(Dataset entries)
---
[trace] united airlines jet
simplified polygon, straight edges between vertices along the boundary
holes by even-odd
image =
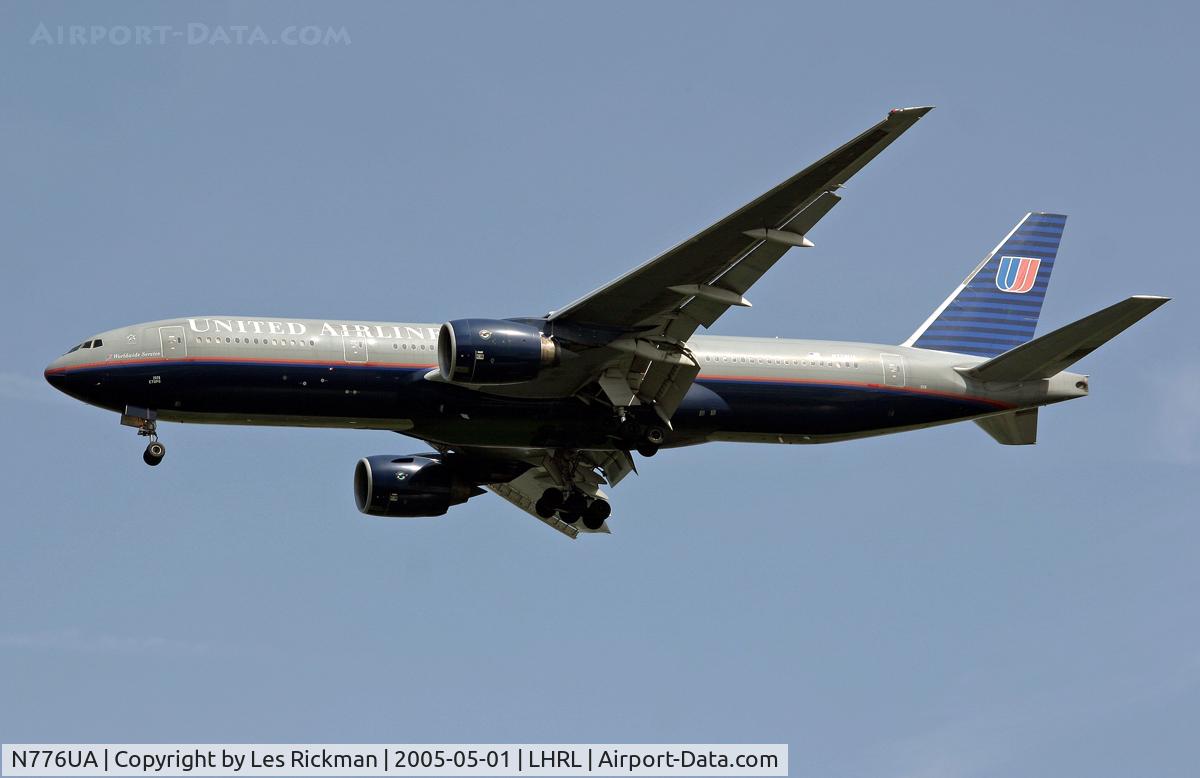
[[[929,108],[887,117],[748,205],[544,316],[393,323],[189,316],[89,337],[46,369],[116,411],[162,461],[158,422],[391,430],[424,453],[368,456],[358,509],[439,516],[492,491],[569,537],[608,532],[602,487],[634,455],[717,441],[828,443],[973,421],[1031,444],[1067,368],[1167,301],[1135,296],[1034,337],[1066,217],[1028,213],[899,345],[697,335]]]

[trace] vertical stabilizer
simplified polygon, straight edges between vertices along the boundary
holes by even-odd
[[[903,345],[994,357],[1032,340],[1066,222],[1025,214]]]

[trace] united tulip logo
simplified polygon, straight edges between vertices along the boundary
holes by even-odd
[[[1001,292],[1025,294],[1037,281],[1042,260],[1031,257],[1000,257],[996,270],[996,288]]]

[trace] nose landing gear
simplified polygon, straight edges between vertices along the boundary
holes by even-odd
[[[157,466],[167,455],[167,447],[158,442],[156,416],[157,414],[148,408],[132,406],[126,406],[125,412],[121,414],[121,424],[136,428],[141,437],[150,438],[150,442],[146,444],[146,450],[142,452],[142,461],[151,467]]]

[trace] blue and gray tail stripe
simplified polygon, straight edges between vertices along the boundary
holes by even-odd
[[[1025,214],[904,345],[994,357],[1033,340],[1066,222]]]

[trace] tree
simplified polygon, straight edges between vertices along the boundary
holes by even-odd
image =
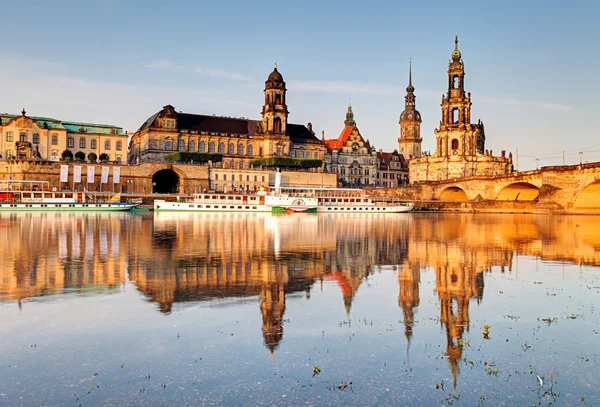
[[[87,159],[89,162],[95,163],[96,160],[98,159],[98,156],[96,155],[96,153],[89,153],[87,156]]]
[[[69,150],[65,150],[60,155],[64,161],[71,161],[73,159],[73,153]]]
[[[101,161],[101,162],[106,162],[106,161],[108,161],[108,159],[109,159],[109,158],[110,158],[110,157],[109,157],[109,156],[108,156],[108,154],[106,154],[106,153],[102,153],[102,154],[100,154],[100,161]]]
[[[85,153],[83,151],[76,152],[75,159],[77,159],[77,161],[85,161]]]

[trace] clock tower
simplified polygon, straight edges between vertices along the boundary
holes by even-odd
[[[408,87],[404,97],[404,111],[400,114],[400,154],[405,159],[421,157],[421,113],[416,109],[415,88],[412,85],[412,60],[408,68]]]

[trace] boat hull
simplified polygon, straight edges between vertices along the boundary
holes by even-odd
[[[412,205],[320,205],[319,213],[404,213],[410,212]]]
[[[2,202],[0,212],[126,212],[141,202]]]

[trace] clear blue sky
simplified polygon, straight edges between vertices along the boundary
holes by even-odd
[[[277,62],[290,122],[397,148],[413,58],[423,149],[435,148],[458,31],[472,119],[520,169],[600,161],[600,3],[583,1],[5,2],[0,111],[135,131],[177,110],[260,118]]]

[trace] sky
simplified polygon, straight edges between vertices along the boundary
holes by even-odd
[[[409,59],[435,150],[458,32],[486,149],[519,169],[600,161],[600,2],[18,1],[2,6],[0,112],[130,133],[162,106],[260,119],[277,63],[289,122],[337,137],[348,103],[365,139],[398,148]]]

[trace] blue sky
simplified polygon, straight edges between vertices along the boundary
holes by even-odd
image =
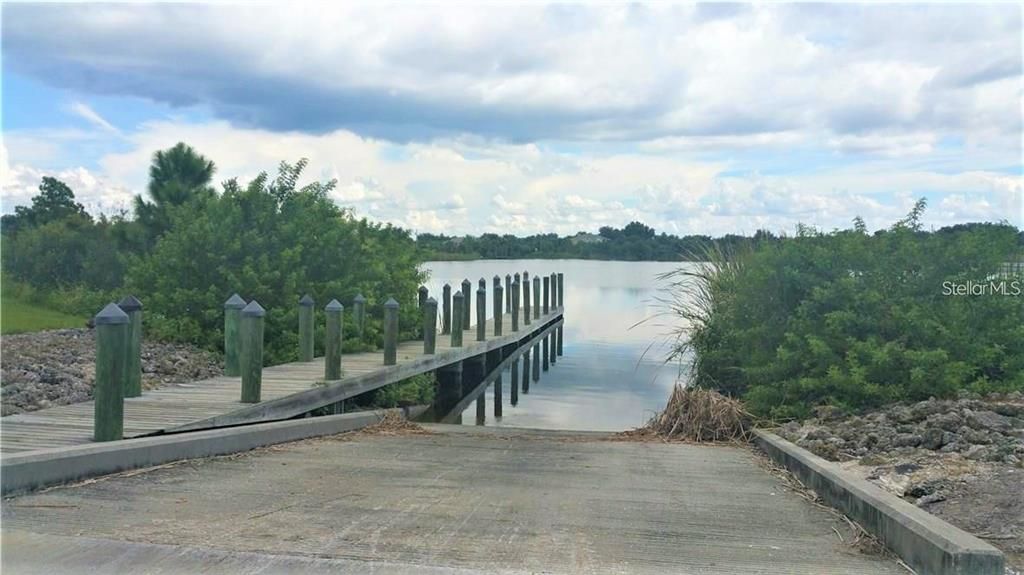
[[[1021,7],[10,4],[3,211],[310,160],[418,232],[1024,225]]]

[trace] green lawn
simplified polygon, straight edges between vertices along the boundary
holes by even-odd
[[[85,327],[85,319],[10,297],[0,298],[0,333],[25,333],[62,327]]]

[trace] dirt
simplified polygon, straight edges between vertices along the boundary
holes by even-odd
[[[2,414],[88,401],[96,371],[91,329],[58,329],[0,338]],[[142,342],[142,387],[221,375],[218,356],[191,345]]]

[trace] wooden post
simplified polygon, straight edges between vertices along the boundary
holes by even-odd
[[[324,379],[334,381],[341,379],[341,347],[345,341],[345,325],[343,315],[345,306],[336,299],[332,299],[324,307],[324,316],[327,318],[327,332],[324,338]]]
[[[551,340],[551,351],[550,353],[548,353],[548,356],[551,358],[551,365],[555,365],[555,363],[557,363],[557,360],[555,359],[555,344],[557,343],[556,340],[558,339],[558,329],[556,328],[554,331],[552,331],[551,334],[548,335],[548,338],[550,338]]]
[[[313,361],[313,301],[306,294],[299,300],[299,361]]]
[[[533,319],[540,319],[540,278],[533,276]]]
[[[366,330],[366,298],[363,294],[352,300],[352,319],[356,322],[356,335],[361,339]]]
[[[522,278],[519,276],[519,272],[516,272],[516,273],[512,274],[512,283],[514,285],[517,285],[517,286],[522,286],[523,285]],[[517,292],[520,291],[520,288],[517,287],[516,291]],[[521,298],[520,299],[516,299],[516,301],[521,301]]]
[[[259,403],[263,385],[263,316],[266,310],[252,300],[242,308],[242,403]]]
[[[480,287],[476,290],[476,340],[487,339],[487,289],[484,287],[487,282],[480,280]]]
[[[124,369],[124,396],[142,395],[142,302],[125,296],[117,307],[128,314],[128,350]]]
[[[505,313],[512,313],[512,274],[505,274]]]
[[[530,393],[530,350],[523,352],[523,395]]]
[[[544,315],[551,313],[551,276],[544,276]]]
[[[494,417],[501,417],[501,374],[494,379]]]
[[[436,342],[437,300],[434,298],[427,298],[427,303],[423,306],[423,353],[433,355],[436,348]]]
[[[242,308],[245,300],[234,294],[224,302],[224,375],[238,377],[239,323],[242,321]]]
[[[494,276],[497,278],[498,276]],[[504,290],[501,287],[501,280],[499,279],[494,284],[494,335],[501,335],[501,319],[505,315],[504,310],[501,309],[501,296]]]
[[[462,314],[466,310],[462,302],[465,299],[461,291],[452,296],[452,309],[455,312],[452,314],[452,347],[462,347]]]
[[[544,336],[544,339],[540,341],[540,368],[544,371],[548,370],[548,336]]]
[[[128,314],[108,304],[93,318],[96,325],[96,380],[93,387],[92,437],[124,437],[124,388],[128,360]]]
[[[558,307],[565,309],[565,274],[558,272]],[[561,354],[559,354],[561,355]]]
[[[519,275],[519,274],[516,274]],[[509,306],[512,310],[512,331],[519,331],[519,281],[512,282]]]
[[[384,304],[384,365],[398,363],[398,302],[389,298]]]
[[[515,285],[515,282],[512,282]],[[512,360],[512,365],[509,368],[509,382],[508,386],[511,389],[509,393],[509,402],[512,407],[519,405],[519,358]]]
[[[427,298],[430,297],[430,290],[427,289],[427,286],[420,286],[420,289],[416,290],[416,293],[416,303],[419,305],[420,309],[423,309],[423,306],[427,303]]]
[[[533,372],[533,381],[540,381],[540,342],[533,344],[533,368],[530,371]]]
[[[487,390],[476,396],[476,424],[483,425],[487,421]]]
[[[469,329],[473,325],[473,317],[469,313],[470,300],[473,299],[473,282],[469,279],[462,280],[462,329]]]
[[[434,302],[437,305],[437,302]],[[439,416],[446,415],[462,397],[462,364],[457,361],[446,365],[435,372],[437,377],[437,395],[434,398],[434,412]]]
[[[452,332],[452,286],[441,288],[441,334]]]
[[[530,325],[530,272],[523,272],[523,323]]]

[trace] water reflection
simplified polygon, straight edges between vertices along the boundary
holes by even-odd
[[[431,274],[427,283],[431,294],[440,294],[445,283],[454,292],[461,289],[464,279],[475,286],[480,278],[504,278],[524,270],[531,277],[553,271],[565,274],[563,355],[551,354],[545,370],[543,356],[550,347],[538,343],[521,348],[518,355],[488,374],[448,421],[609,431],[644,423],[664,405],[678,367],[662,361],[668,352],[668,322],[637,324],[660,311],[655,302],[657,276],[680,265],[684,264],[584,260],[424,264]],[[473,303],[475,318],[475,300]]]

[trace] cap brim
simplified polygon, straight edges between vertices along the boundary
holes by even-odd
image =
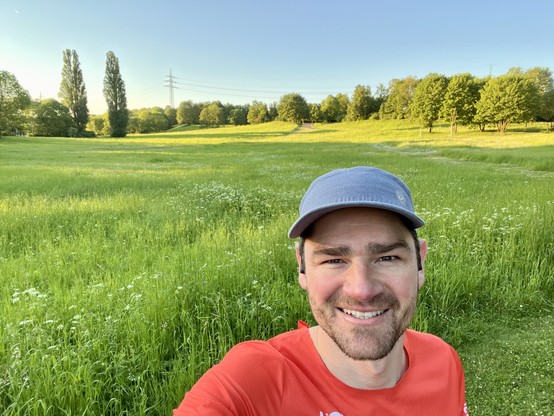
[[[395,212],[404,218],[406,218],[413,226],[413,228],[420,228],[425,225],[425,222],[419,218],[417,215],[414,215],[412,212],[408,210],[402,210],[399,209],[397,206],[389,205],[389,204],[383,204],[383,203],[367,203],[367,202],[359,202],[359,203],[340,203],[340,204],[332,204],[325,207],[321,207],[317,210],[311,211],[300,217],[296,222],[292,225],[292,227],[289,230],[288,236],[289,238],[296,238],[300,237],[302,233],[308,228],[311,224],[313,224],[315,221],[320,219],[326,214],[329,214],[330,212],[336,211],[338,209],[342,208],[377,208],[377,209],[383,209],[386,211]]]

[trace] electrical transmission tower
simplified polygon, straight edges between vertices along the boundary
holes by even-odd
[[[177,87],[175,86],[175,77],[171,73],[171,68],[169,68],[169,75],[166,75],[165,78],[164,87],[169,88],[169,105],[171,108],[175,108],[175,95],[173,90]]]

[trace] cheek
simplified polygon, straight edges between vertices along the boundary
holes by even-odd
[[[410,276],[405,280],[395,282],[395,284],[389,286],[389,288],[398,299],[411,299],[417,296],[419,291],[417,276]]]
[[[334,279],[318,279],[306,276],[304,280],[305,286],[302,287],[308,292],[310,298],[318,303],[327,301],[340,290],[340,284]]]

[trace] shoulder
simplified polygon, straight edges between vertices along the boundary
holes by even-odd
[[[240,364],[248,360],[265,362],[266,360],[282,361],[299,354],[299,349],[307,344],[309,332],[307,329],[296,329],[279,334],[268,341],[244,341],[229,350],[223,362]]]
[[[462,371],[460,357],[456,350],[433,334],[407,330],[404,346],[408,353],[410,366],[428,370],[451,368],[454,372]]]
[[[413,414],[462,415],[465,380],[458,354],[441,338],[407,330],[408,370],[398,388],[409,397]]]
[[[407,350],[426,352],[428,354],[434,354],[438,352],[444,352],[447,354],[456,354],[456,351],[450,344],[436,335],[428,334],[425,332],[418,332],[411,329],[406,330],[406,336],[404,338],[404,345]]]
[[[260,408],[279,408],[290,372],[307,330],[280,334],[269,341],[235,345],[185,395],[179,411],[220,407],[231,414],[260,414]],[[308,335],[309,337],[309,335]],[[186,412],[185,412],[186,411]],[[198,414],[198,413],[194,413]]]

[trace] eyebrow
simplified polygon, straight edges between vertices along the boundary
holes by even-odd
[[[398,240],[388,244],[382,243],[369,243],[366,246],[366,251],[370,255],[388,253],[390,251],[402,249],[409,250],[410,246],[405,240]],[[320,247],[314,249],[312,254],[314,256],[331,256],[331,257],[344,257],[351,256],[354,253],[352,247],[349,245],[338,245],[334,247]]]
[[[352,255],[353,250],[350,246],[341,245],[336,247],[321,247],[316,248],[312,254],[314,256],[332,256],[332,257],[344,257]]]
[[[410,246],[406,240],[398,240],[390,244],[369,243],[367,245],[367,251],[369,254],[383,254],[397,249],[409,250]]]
---
[ACTIVITY]: Leave out all pictures and output each line exactly, from the top of the records through the line that holds "[trace] nose landing gear".

[EXERCISE RESPONSE]:
[trace] united airlines jet
simplified polygon, straight edges between vertices along the boundary
holes by even-odd
image =
[[[929,108],[887,117],[748,205],[544,316],[393,323],[189,316],[89,337],[46,369],[116,411],[162,461],[158,422],[391,430],[424,453],[368,456],[358,509],[439,516],[492,491],[569,537],[608,532],[602,487],[634,455],[717,441],[828,443],[973,421],[1031,444],[1067,368],[1167,301],[1135,296],[1034,337],[1066,217],[1028,213],[899,345],[697,335]]]

[trace] vertical stabilizer
simplified polygon, straight edges between vertices along the boundary
holes by even-odd
[[[903,345],[994,357],[1032,340],[1066,222],[1025,214]]]

[trace] united tulip logo
simplified polygon, straight edges between vertices along the boundary
holes by even-odd
[[[1001,292],[1025,294],[1037,281],[1042,260],[1031,257],[1000,257],[996,270],[996,288]]]

[trace] nose landing gear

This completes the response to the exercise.